╔══

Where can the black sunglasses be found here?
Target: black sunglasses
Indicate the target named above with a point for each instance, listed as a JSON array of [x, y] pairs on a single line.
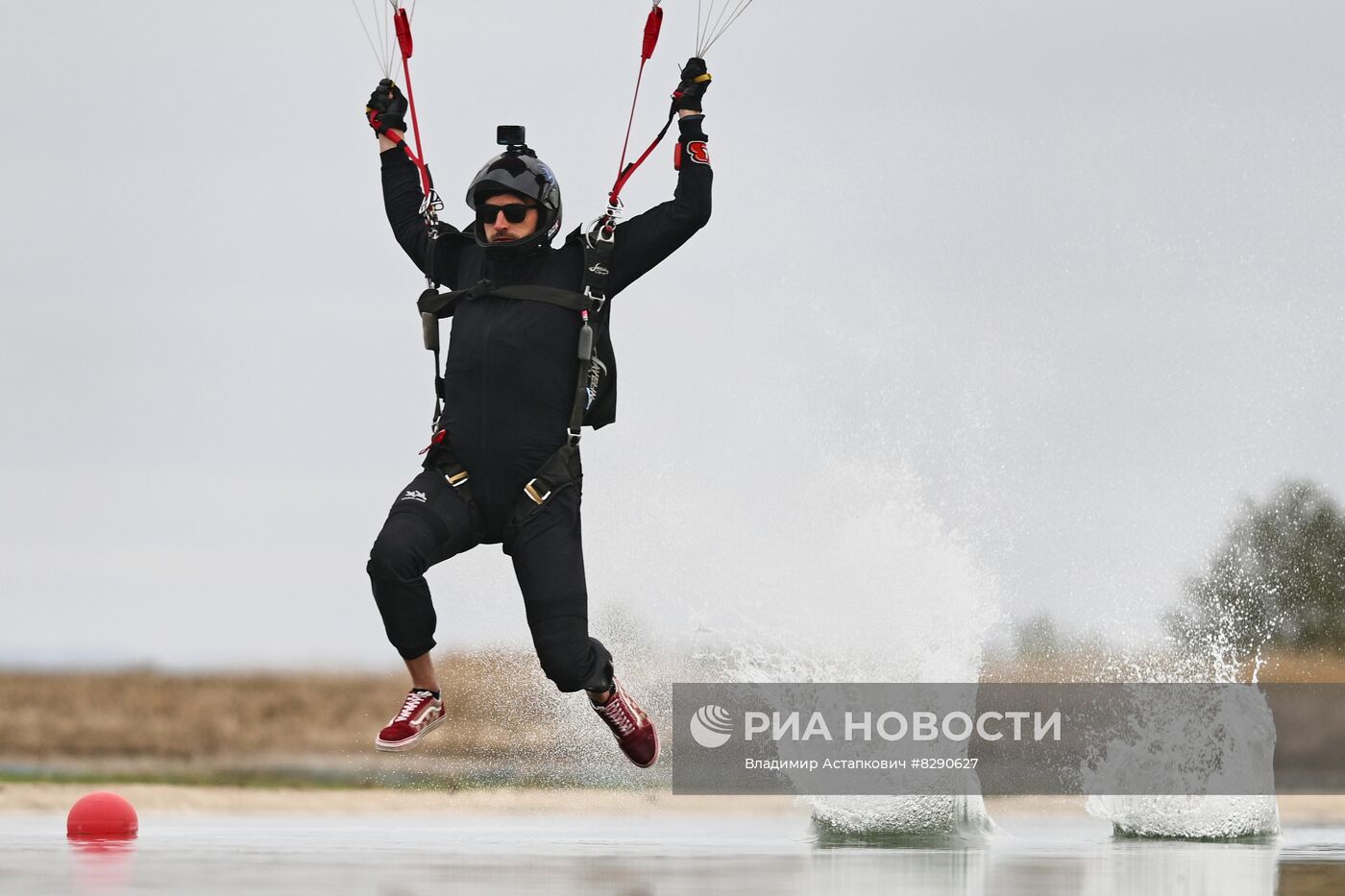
[[514, 213]]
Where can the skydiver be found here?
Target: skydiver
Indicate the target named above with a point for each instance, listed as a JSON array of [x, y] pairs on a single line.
[[497, 472]]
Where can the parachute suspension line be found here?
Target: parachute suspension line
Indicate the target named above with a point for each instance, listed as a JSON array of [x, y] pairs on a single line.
[[651, 37], [614, 202], [380, 57], [708, 34], [432, 205]]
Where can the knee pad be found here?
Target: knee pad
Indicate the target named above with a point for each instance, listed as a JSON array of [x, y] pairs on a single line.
[[400, 550]]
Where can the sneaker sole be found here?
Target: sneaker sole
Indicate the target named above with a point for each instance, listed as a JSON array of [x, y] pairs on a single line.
[[403, 745], [654, 758]]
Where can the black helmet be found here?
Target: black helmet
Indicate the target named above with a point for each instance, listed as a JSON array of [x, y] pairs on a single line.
[[518, 171]]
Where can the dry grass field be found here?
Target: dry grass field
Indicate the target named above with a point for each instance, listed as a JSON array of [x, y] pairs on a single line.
[[278, 728], [228, 727]]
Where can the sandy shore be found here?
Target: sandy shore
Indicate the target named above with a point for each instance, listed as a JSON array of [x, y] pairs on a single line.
[[167, 799]]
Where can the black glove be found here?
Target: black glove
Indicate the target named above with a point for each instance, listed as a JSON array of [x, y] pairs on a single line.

╚══

● **What you are asked to do**: Output the lines of the records above exactly as they appear, from the line containing "Target: black helmet" through the line containing "Target: sandy shore".

● **Response to the task**:
Target: black helmet
Indicate the target named above with a point for each instance, listed as a JSON array of [x, y] pairs on a single line.
[[518, 171]]
Where can the dry grass field be found here?
Target: dry grass field
Indicate the target named above with a point for each instance, listed as a JSON array of [x, y] pairs on a single line.
[[278, 728], [228, 727]]
Where can the sandy shore be found here?
Target: sandy shore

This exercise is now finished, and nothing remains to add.